Falar de Flora é entender a fusão de uma vida pessoal de uma mulher em uma época de extrema opressão feminina, adicionando sua condição de excluída: pela família, pelas condições financeiras e pela sociedade patriarcal. Apesar de um panorama desfavorável, ela resistiu e trouxe ideias inovadoras com seu olhar atendo e à frente de seu tempo, sempre driblando as adversidades em uma trajetória em que rumava a outros países por diversos motivos, mas sempre com algum fruto de ideias a serem disseminadas através de seus livros.
Em sua viagem da França, país em que morava, até a América Latina, onde sua família paterna vivia, não se sabendo claramente se tratar de uma busca de uma condição financeira menos atribulada ou se era uma busca de legitimidade mediante sua condição de bastarda, pois, o casamento de seus pais não foi reconhecido civilmente.
Fato é que, ao viajar, empunhava um diário, já se revelando escritora e anotando suas impressões sobre a América Latina. Esse recordatório de vida de Flora trouxe muitas revelações, segundo Amarante (2010), sobre a condição feminina dos lugares por onde ela passou como também sobre a vida social e política desses espaços.

_ _ _ _ _ _ _

REQUISITOS DAS TAREFAS
1 > No texto sobre Flora, em que país ela morava antes de viajar à América Latina?
2 > Extraia das linhas todas as que contêm a palavra "stone".

_ _ _ _ _ _ _

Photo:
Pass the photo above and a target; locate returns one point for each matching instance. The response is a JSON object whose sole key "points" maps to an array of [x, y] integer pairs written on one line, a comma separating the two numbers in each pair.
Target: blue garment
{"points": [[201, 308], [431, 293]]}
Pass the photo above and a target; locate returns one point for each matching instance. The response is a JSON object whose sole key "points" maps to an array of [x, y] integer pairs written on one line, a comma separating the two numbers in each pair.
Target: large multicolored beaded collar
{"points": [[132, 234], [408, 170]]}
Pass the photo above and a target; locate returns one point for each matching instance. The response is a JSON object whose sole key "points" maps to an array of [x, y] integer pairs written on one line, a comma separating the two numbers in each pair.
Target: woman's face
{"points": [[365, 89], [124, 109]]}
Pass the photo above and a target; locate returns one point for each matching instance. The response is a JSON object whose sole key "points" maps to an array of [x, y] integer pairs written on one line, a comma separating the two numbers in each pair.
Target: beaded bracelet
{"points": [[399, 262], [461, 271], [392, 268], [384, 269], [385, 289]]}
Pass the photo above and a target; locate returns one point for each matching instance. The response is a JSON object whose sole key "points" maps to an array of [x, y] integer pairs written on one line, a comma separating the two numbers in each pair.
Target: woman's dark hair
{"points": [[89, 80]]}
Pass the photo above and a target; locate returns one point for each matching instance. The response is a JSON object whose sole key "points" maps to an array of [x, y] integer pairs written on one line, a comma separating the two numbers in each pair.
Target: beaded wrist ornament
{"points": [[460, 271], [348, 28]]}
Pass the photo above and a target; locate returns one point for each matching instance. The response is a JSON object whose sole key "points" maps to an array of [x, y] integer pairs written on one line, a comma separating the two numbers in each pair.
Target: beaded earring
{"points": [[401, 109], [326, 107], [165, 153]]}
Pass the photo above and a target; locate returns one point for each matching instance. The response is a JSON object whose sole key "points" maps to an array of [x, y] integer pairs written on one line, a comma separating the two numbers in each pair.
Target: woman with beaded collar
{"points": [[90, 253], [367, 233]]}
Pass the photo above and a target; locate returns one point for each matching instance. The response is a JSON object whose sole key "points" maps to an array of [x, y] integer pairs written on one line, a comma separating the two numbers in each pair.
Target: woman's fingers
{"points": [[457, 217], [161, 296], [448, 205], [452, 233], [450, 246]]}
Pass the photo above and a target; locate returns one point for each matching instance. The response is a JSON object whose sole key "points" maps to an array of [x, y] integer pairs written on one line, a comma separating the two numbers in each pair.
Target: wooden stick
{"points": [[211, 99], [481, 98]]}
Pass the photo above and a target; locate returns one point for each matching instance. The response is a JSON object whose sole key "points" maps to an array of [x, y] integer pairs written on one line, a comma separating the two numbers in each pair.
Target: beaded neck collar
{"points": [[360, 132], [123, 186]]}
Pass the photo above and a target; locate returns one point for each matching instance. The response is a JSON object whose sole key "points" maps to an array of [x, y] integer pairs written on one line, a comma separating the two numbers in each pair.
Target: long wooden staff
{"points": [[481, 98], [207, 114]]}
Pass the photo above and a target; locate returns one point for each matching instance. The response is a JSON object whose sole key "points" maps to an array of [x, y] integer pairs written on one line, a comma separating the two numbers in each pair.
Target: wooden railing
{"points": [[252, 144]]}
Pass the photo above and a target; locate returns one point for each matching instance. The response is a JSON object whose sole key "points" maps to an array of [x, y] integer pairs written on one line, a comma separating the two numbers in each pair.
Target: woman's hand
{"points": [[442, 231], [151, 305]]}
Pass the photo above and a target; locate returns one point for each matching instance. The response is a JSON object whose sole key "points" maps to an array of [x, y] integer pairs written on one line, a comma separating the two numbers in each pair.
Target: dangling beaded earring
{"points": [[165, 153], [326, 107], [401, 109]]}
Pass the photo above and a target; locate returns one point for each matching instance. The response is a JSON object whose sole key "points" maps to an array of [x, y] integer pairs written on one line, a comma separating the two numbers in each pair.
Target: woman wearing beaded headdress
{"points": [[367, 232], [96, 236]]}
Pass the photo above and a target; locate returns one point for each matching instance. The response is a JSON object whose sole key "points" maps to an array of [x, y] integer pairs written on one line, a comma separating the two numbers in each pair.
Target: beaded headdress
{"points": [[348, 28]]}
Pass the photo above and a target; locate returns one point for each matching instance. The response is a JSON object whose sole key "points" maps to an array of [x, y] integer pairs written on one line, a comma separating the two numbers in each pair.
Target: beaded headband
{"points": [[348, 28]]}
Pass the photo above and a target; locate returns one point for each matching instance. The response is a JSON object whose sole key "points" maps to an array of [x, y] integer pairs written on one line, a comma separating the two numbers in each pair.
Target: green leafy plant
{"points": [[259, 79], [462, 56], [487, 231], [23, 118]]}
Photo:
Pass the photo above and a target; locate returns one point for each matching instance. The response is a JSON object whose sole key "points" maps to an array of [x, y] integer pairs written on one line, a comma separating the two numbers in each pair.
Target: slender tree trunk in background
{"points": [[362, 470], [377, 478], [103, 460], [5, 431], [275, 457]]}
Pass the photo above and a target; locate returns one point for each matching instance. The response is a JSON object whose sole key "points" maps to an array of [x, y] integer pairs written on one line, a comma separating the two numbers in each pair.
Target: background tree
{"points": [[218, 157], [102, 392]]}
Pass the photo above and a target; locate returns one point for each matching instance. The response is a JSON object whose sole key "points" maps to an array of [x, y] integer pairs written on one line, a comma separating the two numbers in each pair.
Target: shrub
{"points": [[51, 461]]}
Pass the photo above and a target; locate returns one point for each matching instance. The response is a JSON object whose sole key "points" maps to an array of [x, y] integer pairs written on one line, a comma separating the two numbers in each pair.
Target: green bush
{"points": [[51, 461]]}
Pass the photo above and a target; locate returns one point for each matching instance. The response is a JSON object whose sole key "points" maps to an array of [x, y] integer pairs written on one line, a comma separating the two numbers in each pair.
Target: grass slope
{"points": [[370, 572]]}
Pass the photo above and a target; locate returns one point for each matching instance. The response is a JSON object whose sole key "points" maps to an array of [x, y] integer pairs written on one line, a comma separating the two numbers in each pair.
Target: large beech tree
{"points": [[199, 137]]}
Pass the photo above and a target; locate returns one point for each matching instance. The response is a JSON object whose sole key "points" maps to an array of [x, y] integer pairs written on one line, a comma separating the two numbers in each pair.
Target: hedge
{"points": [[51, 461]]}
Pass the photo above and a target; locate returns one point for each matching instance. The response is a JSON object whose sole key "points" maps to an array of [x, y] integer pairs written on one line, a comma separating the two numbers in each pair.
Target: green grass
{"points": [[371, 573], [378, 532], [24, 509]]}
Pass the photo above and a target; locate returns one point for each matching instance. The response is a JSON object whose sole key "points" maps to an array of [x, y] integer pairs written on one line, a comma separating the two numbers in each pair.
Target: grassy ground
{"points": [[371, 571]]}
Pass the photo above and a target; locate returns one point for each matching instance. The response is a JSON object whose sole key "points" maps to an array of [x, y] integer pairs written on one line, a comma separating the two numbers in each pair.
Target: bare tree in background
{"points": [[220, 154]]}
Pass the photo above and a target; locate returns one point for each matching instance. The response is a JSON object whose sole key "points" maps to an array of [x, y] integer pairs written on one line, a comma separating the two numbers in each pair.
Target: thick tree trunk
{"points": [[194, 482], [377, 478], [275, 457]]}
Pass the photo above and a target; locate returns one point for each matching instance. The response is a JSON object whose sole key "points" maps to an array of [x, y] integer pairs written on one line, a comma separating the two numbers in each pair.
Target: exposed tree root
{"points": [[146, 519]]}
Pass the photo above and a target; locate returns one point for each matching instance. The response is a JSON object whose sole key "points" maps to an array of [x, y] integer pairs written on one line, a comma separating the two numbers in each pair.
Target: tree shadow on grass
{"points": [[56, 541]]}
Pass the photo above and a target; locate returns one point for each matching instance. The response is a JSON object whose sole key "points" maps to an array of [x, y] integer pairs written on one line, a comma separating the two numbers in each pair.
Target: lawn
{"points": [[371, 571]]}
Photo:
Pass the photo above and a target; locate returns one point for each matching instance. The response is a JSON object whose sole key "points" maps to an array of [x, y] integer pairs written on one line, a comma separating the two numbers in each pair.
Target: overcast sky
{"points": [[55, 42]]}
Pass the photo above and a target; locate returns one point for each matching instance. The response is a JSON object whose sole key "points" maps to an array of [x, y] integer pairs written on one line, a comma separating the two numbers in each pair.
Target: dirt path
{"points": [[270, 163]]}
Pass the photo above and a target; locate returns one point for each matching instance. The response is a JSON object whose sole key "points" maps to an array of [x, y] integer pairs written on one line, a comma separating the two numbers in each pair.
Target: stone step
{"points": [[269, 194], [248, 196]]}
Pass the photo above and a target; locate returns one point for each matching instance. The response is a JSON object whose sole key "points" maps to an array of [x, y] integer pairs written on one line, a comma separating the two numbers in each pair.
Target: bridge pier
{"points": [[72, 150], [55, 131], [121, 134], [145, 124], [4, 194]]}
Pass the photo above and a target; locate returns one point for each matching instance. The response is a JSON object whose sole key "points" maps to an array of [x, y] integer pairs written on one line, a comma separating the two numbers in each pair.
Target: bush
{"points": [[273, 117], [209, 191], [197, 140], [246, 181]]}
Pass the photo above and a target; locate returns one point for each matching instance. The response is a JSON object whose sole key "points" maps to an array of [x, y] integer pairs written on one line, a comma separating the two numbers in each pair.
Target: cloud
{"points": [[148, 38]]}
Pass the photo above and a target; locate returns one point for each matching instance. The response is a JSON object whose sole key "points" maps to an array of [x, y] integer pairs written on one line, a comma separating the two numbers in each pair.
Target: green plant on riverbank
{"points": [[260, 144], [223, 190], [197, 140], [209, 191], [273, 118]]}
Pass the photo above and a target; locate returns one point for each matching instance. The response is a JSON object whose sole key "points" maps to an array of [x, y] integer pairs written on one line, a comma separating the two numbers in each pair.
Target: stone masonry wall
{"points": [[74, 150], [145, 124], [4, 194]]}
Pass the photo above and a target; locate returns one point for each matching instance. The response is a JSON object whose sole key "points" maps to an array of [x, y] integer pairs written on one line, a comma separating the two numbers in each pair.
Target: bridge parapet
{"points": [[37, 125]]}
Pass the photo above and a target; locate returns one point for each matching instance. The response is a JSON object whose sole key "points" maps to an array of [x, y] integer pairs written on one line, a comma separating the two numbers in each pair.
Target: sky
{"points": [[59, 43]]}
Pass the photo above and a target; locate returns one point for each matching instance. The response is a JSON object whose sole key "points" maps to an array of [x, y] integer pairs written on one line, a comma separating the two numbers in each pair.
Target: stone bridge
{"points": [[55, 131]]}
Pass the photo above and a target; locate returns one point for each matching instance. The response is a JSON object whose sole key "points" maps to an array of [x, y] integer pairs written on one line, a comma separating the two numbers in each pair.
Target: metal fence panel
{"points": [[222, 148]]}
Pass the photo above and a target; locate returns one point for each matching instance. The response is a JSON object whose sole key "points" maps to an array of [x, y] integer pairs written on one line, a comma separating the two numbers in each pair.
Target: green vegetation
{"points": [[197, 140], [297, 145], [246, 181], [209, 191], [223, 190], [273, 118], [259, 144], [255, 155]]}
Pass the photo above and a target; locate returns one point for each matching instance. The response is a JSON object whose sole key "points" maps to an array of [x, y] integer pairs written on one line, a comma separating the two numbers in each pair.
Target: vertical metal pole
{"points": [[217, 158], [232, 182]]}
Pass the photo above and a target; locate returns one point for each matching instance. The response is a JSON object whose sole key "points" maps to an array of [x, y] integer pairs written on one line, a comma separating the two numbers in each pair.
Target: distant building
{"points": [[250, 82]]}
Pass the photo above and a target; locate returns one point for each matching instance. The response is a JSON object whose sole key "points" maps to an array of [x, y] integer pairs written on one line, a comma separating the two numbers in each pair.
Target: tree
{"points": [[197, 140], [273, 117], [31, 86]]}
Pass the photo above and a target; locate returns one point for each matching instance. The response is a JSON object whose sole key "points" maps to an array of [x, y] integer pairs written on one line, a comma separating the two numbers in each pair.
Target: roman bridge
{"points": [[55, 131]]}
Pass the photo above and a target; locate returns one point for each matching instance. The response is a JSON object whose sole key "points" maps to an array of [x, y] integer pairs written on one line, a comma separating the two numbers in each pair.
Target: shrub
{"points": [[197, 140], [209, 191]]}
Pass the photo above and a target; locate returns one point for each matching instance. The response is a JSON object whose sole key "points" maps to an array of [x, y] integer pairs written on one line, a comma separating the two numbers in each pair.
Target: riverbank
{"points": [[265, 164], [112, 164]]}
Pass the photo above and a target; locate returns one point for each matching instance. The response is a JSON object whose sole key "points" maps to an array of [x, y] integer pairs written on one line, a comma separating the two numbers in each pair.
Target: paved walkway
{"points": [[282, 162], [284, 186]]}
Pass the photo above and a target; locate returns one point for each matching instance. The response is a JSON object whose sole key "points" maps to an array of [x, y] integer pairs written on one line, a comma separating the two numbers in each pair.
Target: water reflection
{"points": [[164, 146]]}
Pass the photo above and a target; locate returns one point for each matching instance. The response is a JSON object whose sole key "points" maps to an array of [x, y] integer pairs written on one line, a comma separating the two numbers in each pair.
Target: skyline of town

_ _ _ _ _ _ _

SOLUÇÕES
1 > Na França.

2 >
Target: stone step
Target: stone masonry wall
Target: stone bridge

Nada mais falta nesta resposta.